#### Extract provided
● ● ● ●
How soon after buying a home can I sell it?


 
You can sell your home right away. It can be as early as the day after you have closed the property and received the keys. That said, just because you can, does not necessarily mean you should.

If you are thinking about this, I encourage you to consider a few things before making your decision.

Review your current mortgage contract and check for any specific restrictions. If you sell the property shortly after purchasing it and have a closed mortgage, you will have to pay a fee, known as a prepayment penalty, to break the agreement. Many mortgages have limitations on how and when you can make additional payments. The exact amount will depend on the details of your specific mortgage contract; however, it can be substantial and generally ranges between two and five per cent of your loan balance. Besides this, you may also have to make other payments. These may include things like administration fees, appraisal fees, and returning any cash back you may have received from your mortgage lender.

Significant market fluctuations are not common. Sometimes the real estate market shifts (up or down), but it is very difficult to rely on sudden increases. Generally, the chances of you being able to sell the home at a significantly increased price are low. The only exceptions to this may be if you have done substantial renovations, or maybe you bought a new build a few years ago and the current value is markedly higher. This happened when I bought my first home.

It may be wise for most people to assess numbers once a mortgage term of five years is complete. Though most often this question is around trying to sell for a profit, it can also be that the seller is trying to cut their losses because of a cooling market. This is a personal decision that should be discussed with a real estate agent and financial advisor.

Similar to buying a home, there are costs to consider when selling. Besides paying the fee to break your mortgage contract, you will also need to review the cost of hiring an agent, seeking counsel from a lawyer who is insured to practice real estate law, and any costs associated with staging the property to prepare it for sale. This can all feel very daunting, especially if you recently paid a substantial amount of money to close the home and haven’t built much equity yet.
● ● ● ●
#### Challenges
• 1. Decide whether each statement agrees with the passage above on reselling a home, answering yes or no and quoting the deciding words: (a) A home can be sold as early as the day after closing and receiving the keys. (b) Significant market fluctuations are common. (c) A prepayment penalty generally ranges between two and five percent of the loan balance.
• 2. According to the passage above on reselling a home, when may it be wise for most people to assess the numbers?

Excerpts of location labeling data
● ● ● ●
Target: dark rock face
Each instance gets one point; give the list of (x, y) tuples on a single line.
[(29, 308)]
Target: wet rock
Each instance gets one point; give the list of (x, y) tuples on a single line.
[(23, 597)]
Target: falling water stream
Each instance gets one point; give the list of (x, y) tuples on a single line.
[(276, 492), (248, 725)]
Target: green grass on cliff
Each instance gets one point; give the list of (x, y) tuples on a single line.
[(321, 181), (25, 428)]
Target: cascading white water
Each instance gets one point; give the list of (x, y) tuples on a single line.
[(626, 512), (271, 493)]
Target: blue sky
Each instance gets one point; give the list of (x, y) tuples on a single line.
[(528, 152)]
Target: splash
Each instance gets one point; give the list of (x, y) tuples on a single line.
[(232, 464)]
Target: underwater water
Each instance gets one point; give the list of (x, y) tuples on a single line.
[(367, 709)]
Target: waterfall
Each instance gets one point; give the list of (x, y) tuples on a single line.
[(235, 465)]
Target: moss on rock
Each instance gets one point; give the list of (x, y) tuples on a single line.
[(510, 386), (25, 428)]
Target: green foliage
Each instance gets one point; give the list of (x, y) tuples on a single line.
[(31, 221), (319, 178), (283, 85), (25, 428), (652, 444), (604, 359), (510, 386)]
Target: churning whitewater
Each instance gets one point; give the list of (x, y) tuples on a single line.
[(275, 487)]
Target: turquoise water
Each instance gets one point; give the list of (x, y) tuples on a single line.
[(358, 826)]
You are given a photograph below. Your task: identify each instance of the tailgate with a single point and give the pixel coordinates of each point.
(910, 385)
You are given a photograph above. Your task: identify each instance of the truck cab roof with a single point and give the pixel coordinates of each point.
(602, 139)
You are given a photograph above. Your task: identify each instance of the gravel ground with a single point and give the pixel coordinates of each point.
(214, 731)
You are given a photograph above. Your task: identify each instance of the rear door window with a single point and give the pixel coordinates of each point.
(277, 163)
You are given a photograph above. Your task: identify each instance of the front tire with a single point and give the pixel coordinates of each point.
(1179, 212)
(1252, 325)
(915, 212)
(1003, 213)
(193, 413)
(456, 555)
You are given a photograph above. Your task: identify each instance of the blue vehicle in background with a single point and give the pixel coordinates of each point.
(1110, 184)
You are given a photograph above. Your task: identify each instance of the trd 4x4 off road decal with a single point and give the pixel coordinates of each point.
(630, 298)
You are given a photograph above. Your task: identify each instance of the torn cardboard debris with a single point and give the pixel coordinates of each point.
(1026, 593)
● ● ● ●
#### Answers by task
• 1.
(a) Yes: "It can be as early as the day after you have closed the property and received the keys."
(b) No: "Significant market fluctuations are not common."
(c) Yes: "generally ranges between two and five per cent of your loan balance"

• 2. Once a mortgage term of five years is complete.